There is one span to output from the data below: the lines starting at the line with "Task: given the image, detect each picnic" and ending at the line with "Task: given the image, detect each saddle". Output it exactly, ends included, nothing more.

(Collected data)
BEGIN

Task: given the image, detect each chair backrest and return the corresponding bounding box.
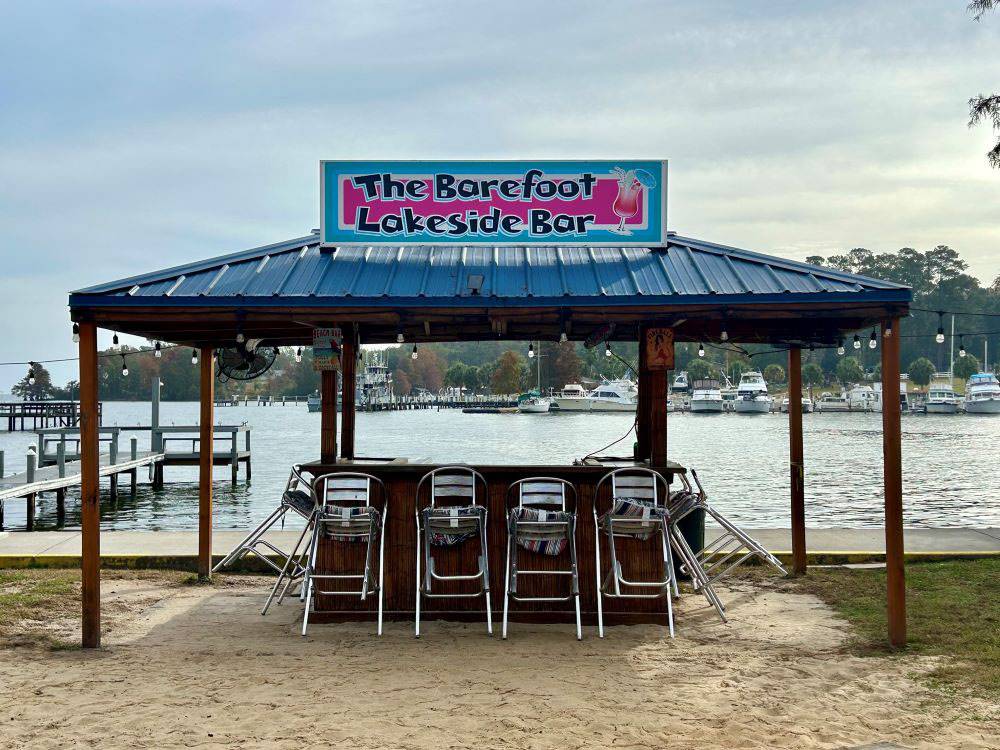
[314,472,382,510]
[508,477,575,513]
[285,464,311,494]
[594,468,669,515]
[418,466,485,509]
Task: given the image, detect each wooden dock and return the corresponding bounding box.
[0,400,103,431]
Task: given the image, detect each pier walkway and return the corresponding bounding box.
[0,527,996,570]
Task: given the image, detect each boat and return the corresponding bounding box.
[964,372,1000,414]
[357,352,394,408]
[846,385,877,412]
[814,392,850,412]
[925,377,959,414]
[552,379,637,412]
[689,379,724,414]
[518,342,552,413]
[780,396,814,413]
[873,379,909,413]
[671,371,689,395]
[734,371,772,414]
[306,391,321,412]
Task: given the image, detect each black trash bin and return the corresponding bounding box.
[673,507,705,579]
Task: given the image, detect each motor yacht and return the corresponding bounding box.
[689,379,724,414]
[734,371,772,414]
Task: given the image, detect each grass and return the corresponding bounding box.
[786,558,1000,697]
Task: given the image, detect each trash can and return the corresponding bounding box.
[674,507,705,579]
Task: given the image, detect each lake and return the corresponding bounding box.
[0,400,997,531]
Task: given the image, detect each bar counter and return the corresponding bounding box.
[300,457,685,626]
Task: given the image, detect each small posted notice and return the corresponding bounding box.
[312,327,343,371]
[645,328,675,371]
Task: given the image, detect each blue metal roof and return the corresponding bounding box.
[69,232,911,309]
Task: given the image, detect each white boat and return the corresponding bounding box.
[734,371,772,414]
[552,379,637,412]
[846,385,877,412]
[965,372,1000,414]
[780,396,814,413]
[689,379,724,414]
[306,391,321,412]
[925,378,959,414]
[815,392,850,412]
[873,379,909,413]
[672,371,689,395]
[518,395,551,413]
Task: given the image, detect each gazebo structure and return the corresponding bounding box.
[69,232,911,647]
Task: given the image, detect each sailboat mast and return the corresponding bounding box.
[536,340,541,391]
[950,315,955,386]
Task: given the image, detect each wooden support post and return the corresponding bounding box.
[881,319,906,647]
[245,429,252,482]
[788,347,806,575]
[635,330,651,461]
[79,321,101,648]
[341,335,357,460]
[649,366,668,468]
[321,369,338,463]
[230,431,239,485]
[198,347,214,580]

END
BEGIN

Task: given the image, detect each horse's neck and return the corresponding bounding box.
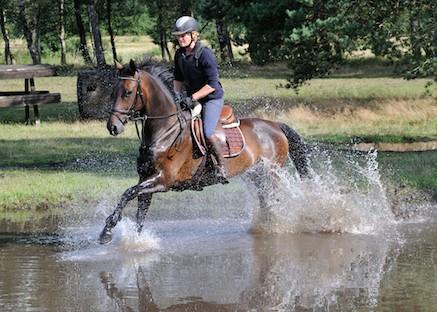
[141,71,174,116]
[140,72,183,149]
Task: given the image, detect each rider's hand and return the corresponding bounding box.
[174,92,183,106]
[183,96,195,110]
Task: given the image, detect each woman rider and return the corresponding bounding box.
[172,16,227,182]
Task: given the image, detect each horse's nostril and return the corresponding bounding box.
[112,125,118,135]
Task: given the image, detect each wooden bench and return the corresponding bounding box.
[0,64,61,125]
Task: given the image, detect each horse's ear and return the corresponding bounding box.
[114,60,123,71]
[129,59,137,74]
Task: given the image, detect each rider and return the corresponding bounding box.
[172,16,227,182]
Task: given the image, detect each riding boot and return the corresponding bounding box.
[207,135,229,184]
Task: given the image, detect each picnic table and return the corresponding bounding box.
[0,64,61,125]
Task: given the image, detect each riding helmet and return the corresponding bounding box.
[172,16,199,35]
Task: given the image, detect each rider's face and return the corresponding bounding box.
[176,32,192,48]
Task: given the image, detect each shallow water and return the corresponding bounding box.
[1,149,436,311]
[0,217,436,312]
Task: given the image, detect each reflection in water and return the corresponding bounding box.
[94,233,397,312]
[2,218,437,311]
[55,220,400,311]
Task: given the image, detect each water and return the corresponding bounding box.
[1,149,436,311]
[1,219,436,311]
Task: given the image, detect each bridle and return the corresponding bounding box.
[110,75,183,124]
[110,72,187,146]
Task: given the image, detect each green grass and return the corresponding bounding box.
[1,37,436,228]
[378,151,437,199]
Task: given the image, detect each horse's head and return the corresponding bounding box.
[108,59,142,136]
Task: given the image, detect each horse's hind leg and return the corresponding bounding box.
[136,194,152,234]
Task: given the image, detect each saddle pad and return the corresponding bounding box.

END

## Task result
Task: given the image, detect each picnic table and return the corresponding bounding box.
[0,64,61,125]
Task: given the image, detect each riding helmet and return the corresponding bounding box.
[172,16,199,35]
Task: given the image, detect each rider's face and return the corresponding bounding box.
[176,32,192,48]
Task: given the image, detect each shallow water and return the corresponding bounding box.
[1,149,436,311]
[0,217,436,312]
Task: given the image, detect each reflection in water and return the corresponding bounding box.
[94,233,397,312]
[2,218,437,311]
[55,220,400,311]
Task: given the image, detect each water and return the corresponding bounding box.
[1,149,436,311]
[1,219,436,311]
Task: given the image, detect each bridle and return the corresponding bounding box.
[110,75,183,124]
[110,72,187,146]
Task: given the image, detect each green grass and return the corresponding bounding box.
[1,37,436,228]
[378,151,437,199]
Task: given the image, detect each horse's head and return the corresponding bounding box.
[108,59,142,136]
Task: given the image, detect each horse's hind leg and return the corresponding bounding box.
[136,194,152,234]
Task: given the image, detect each saddle pad and return the corresponding bounding box.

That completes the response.